Aim of the task: Convert the data below into a numbered list, skipping blank lines. Leave the pictures out of your answer.
** BEGIN Given entries **
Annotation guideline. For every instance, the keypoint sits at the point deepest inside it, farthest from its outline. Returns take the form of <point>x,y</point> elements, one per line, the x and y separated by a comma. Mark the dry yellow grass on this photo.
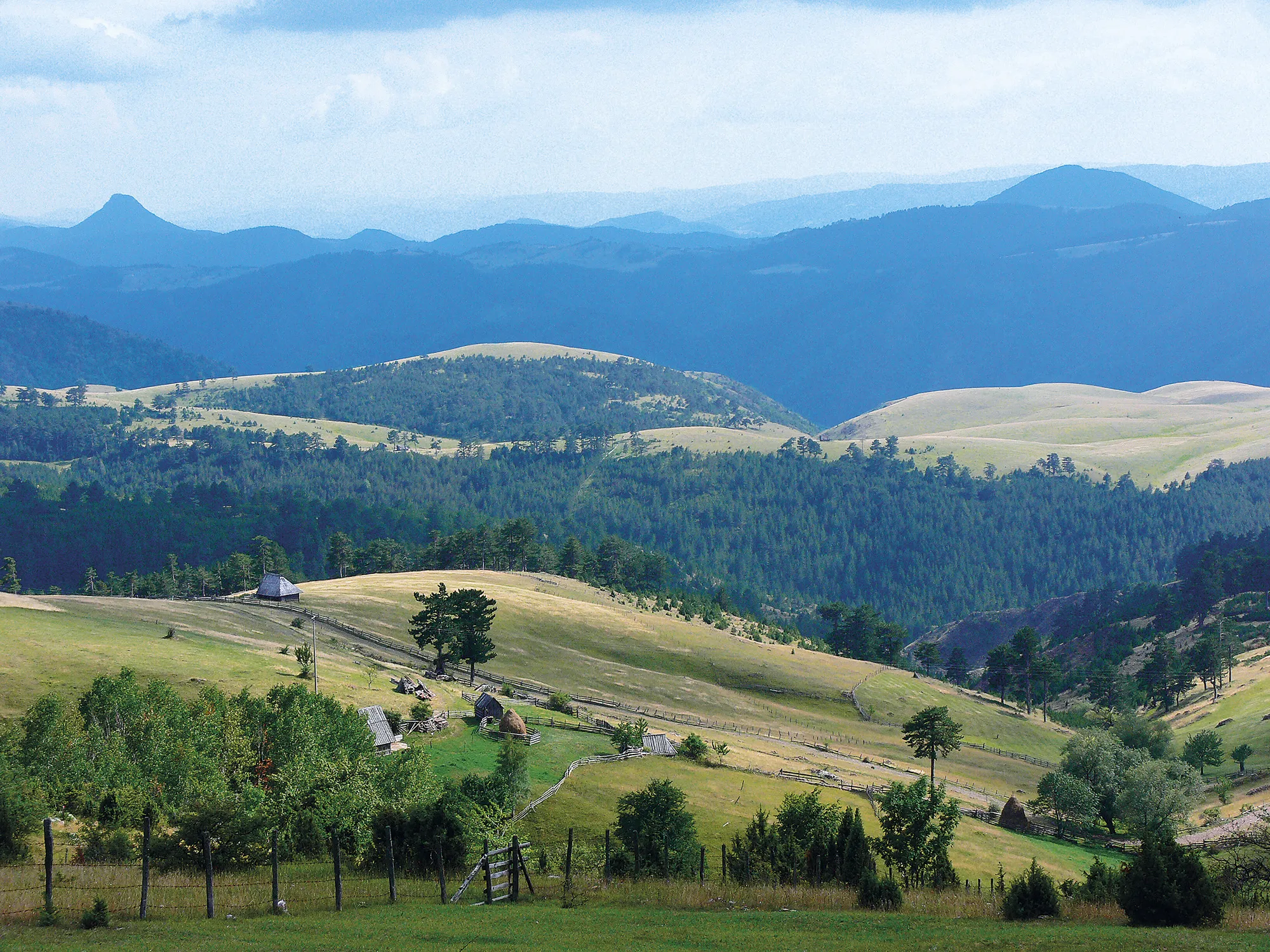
<point>1158,436</point>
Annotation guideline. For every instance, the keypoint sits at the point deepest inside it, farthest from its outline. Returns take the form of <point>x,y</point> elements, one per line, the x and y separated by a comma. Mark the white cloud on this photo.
<point>613,100</point>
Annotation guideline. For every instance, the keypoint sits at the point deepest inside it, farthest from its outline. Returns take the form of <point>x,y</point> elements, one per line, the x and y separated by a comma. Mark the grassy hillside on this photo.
<point>1159,436</point>
<point>551,630</point>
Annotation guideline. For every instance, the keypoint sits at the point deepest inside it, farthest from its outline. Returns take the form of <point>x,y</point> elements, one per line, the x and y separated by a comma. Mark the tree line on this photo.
<point>782,532</point>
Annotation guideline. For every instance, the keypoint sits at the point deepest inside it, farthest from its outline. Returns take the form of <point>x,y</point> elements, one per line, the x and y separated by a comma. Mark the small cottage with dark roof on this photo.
<point>275,588</point>
<point>488,706</point>
<point>379,725</point>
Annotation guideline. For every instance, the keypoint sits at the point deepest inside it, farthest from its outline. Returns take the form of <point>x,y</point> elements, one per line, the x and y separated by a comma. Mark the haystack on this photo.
<point>512,724</point>
<point>1014,817</point>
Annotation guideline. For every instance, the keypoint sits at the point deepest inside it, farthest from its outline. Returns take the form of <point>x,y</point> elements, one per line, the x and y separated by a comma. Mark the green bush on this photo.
<point>100,916</point>
<point>694,748</point>
<point>1168,885</point>
<point>1032,897</point>
<point>21,805</point>
<point>1102,884</point>
<point>107,846</point>
<point>876,893</point>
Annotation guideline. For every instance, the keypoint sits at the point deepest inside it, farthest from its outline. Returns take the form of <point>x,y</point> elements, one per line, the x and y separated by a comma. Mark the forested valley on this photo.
<point>780,531</point>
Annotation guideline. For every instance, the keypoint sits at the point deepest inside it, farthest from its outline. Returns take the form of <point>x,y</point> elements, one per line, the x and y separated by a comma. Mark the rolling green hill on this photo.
<point>582,640</point>
<point>1158,437</point>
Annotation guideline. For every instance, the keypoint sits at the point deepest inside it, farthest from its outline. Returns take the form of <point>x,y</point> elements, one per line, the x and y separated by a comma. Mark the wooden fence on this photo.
<point>552,791</point>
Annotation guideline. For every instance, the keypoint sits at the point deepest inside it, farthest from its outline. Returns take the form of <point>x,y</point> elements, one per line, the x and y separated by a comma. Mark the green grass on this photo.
** END Given entries **
Response:
1. Annotation guideline. For every instance, the keypoint sits at the point deepest inside it, farthest from its outline. Returns take the form of <point>x,y</point> elements, one per line, the x and y separated by a comma. Mark the dry yellow grass on this photo.
2. <point>1158,436</point>
3. Annotation guideline. For every instance, the keypoint sits at the point deepest inside it, farthest from its outline. Returns take the form of <point>x,y</point> elements, one per line, the x and y separated by a comma. Mark the white cloud on this photo.
4. <point>613,100</point>
5. Annotation guideline. For every instance, the keypoint sits at the point deepest inside it, farthest from its outline. Returns take the form of <point>x,y</point> elements, one per line, the x and y separated by a comma. Mark the grassy hillside on this photo.
6. <point>1159,436</point>
7. <point>551,630</point>
8. Annotation guideline. For every instance, the keypoint sits at the point deepest inside it, farthest from its outline. Returns take the form of <point>x,y</point> elements, one per line, the x and y separated by a comma. Mark the tree line on this photo.
9. <point>782,532</point>
10. Annotation guideline. For every instance, the keypoint sits at the point deepest inside it, farthest from its outline. Returns take the form of <point>x,y</point> elements, one per line, the x and y separated by a comma. Mark the small cottage with dark roof on this photo.
11. <point>275,588</point>
12. <point>488,706</point>
13. <point>379,725</point>
14. Annotation guideline. For every instance, the keypoint sits at the point deepest inside it, farthest from its outline. Returns take the form of <point>x,y</point> elements, one per line, the x and y separated by a comma. Mark the haystack on this photo.
15. <point>512,724</point>
16. <point>1014,817</point>
17. Annotation guideline. For every instance, the keypoint sits at the point deepest inside it, farthest from its outline. Returns take the form of <point>x,y</point> elements, one per line, the x and y separated by a comma. Mark the green bush on this photo.
18. <point>100,916</point>
19. <point>694,748</point>
20. <point>1168,885</point>
21. <point>1032,897</point>
22. <point>21,805</point>
23. <point>1102,884</point>
24. <point>107,846</point>
25. <point>876,893</point>
26. Annotation guideline. For every instance, the keypoint sits at the point deepest inside it, farthest from its outline. Returns take the form of <point>x,y</point> elements, one per line, the x and y separated by a comma. Mark the forested valley on this photo.
27. <point>780,531</point>
28. Annotation guideline. For every instance, the keypoint sits at the point deepest inside it, farthest from its outline. Returns take the form of <point>x,y</point> elements, one per line, the x and y separated by a comma. Mark the rolling green hill on this photo.
29. <point>582,640</point>
30. <point>1158,437</point>
31. Annotation guideline. For every instance, the keypoint sits at the point deepest inside it, farthest from its outline. Returns take the form of <point>x,y</point> elements, one per line, the x and y separated by a comma. Mark the wooden fence on this photo.
32. <point>552,791</point>
33. Annotation guideline. For every instance, the keypoint sits at the point deepest inside it, farthest from its outline. Returns take the form of <point>x,y</point> elements, one per line, the x and y separated by a comma. Mark the green grass on this photo.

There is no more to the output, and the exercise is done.